→ **TASK DETAILS**:
The required output is the whole listing below, unchanged.

'''

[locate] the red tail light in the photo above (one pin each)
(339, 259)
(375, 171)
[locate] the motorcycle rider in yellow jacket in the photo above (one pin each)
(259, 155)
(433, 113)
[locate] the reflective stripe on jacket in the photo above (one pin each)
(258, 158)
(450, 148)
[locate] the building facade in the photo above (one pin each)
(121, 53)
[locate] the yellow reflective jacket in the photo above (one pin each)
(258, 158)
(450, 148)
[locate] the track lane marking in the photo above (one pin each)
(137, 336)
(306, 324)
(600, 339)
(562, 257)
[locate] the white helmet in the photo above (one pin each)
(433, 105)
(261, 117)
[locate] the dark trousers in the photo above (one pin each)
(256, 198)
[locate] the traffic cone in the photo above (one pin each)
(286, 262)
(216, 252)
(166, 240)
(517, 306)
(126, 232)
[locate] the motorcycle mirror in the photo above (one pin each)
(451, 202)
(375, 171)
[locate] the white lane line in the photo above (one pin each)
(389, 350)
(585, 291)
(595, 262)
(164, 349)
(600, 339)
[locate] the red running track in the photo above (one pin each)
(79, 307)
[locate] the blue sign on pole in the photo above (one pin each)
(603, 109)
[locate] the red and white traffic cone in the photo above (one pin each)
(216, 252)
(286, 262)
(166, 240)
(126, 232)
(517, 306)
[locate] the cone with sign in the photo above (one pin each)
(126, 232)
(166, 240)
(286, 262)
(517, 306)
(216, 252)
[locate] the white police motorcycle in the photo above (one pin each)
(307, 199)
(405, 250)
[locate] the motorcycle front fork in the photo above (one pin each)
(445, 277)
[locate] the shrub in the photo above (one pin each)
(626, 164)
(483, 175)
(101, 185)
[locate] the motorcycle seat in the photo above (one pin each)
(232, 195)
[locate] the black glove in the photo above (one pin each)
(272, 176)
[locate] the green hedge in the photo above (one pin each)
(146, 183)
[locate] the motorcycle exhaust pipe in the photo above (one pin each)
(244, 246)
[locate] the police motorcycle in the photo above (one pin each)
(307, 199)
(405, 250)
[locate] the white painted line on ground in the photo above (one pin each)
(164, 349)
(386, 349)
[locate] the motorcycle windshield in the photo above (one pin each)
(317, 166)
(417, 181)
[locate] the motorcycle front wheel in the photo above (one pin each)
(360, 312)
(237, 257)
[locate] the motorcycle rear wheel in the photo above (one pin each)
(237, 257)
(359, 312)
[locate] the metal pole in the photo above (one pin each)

'''

→ **TASK RESPONSE**:
[locate] the red tail light in the photo above (one pin each)
(339, 259)
(375, 171)
[locate] the motorcycle rider in yellow jacket in the photo above (one pin each)
(259, 155)
(433, 113)
[locate] the reflective stripe on jacket in the photo above (one pin each)
(258, 158)
(450, 148)
[locate] the building facade in the photo above (one pin each)
(121, 53)
[locate] the yellow reflective jacket in the photo above (one pin each)
(258, 158)
(450, 148)
[locate] the track lane marking in the photo above (one pin each)
(137, 336)
(306, 324)
(600, 339)
(562, 257)
[locate] the white helmet in the photo above (one pin each)
(433, 105)
(261, 117)
[locate] the dark trousers in the photo above (one pin each)
(256, 198)
[locate] the traffic cone in the photo above (one pin each)
(286, 262)
(216, 252)
(166, 240)
(517, 306)
(126, 232)
[locate] the motorcycle mirror in the photo above (one pin each)
(451, 202)
(375, 171)
[locate] the white lane line in the photo above (one pin each)
(389, 350)
(585, 291)
(595, 262)
(164, 349)
(600, 339)
[locate] the red running track in the photo above (one pin each)
(79, 307)
[locate] the blue sign on pole in the photo above (one pin each)
(603, 109)
[locate] the red and white traffic cone in the photo above (one pin each)
(216, 252)
(286, 262)
(166, 240)
(126, 232)
(517, 306)
[locate] the cone with sign in the photo above (one pin each)
(126, 232)
(166, 240)
(286, 262)
(517, 306)
(216, 252)
[locate] the white police motorcycle in the photo above (one pin each)
(307, 199)
(405, 250)
[locate] the motorcycle front fork in the photo above (one pin each)
(445, 277)
[locate] the shrub in the photo above (one pin each)
(626, 164)
(483, 175)
(101, 185)
[locate] the motorcycle seat in the photo above (one pin each)
(232, 195)
[locate] the black glove in the photo above (one pin each)
(272, 176)
[locate] the green hedge in the photo above (one pin each)
(146, 183)
[locate] the motorcycle exhaust pipe in the photo above (one pin each)
(244, 246)
[locate] the police motorcycle in the photo above (one pin each)
(307, 199)
(405, 250)
[locate] the white painted line on ground in the photo above (one pin each)
(164, 349)
(386, 349)
[locate] the motorcycle windshield in the photo above (one pin each)
(317, 166)
(417, 181)
[locate] the motorcycle front wheel in the photo above (one pin each)
(360, 312)
(237, 257)
[locate] the motorcycle rear wheel in the photo above (one pin each)
(237, 257)
(359, 312)
[locate] the metal pole in the photo above (one pin each)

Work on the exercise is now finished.